Given request: Rescale the lines from the beginning up to and including the line with "[278, 241, 529, 306]". Rewrite each line, requests included, but multiply every bounding box coordinate in the answers by 1.5 and round it to a whole number, with halves rounding up. Leave the sample boxes in the requests unchanged, and omit the pictures.

[Start]

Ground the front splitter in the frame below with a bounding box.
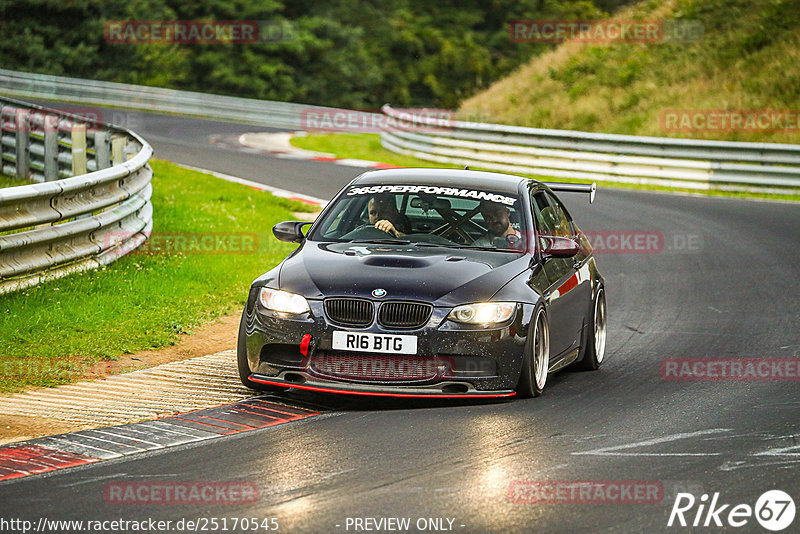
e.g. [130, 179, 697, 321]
[250, 374, 517, 399]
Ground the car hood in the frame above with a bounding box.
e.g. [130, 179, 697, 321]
[278, 241, 529, 306]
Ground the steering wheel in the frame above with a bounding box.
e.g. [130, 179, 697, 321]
[340, 224, 394, 239]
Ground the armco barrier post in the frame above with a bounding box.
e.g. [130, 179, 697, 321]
[14, 109, 31, 178]
[44, 113, 59, 182]
[111, 137, 125, 165]
[94, 130, 111, 171]
[72, 123, 86, 176]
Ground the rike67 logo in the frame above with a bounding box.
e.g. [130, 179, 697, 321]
[667, 490, 795, 532]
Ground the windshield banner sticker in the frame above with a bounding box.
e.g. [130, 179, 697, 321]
[347, 185, 517, 206]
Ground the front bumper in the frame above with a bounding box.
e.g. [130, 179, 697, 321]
[245, 301, 533, 397]
[250, 372, 517, 399]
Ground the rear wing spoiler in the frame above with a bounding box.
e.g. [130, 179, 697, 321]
[544, 182, 597, 204]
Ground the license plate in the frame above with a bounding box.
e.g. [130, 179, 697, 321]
[333, 330, 417, 354]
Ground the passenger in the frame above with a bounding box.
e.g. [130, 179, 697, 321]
[472, 201, 522, 248]
[367, 196, 411, 237]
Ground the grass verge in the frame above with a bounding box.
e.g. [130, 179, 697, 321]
[0, 161, 310, 392]
[290, 133, 800, 201]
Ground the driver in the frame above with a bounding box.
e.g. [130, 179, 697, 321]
[472, 201, 522, 247]
[367, 196, 411, 237]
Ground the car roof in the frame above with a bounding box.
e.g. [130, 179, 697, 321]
[351, 168, 535, 194]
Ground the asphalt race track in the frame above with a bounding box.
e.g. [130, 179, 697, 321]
[0, 107, 800, 532]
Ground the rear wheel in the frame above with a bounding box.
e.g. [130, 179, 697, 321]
[575, 286, 608, 371]
[517, 308, 550, 398]
[236, 311, 288, 392]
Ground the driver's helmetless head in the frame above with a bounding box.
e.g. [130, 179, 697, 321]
[480, 202, 511, 237]
[367, 197, 397, 224]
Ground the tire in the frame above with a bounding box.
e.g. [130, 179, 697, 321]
[517, 307, 550, 398]
[575, 286, 608, 371]
[236, 310, 288, 393]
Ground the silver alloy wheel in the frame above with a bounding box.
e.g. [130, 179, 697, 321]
[532, 310, 550, 391]
[594, 288, 606, 364]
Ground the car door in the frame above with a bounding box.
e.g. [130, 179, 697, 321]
[545, 192, 592, 351]
[531, 191, 575, 364]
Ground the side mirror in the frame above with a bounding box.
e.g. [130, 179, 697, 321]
[539, 235, 581, 258]
[272, 221, 311, 243]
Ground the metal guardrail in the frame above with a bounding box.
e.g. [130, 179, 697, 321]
[0, 69, 381, 130]
[0, 97, 153, 293]
[381, 105, 800, 194]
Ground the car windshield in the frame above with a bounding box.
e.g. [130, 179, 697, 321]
[309, 185, 525, 252]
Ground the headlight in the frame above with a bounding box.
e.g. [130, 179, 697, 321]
[258, 287, 311, 315]
[447, 302, 517, 324]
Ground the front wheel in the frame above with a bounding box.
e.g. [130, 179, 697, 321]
[517, 308, 550, 398]
[236, 310, 287, 393]
[575, 286, 608, 371]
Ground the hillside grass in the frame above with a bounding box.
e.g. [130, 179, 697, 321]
[459, 0, 800, 143]
[0, 161, 309, 392]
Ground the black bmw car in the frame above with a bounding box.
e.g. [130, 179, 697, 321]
[238, 169, 606, 397]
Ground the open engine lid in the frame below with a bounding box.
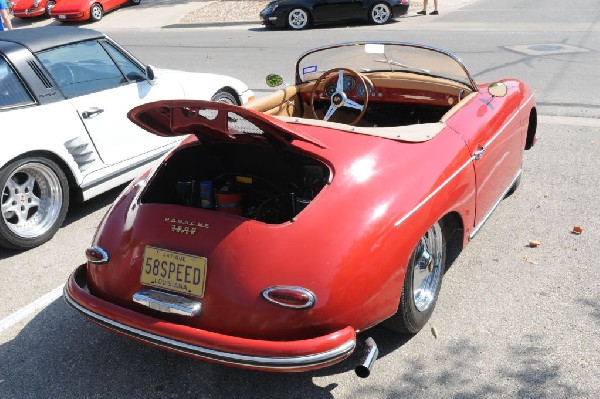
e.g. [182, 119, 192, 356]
[127, 100, 325, 148]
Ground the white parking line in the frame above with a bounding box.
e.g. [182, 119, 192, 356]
[538, 115, 600, 127]
[0, 284, 65, 333]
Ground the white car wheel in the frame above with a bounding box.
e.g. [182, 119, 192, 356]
[0, 157, 69, 249]
[210, 91, 240, 105]
[369, 3, 392, 25]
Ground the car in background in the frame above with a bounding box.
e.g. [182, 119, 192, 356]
[12, 0, 56, 18]
[64, 41, 537, 377]
[50, 0, 141, 22]
[0, 26, 252, 249]
[260, 0, 409, 30]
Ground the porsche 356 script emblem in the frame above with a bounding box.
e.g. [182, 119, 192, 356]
[164, 217, 209, 234]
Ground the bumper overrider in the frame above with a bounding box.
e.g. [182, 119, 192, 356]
[64, 264, 356, 372]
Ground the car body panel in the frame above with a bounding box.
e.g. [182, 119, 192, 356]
[65, 44, 535, 371]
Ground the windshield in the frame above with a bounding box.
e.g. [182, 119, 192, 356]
[296, 42, 476, 90]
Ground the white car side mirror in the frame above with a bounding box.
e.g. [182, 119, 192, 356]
[146, 65, 158, 85]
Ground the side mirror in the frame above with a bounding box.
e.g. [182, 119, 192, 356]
[266, 73, 284, 87]
[146, 65, 157, 85]
[488, 82, 508, 97]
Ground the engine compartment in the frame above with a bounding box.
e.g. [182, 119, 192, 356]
[140, 142, 331, 224]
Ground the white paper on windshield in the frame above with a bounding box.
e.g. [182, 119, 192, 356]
[365, 43, 385, 54]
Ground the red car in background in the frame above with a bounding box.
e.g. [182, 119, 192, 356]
[9, 0, 56, 18]
[50, 0, 141, 22]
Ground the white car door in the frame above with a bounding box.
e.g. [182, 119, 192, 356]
[38, 40, 184, 165]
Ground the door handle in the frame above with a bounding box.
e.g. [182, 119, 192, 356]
[473, 145, 485, 161]
[81, 107, 104, 119]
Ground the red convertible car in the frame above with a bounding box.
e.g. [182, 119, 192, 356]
[50, 0, 141, 22]
[65, 42, 537, 376]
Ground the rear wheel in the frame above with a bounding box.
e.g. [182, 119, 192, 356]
[210, 91, 240, 105]
[369, 3, 392, 25]
[90, 3, 104, 22]
[287, 8, 310, 30]
[0, 157, 69, 249]
[384, 222, 446, 334]
[44, 0, 56, 17]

[End]

Output for this exercise:
Ground the front splitter in the frame below with a bounding box.
e.g. [130, 179, 697, 321]
[375, 561, 776, 599]
Ground the car hood in the frame above with a bounding box.
e.g. [130, 179, 697, 321]
[417, 362, 794, 459]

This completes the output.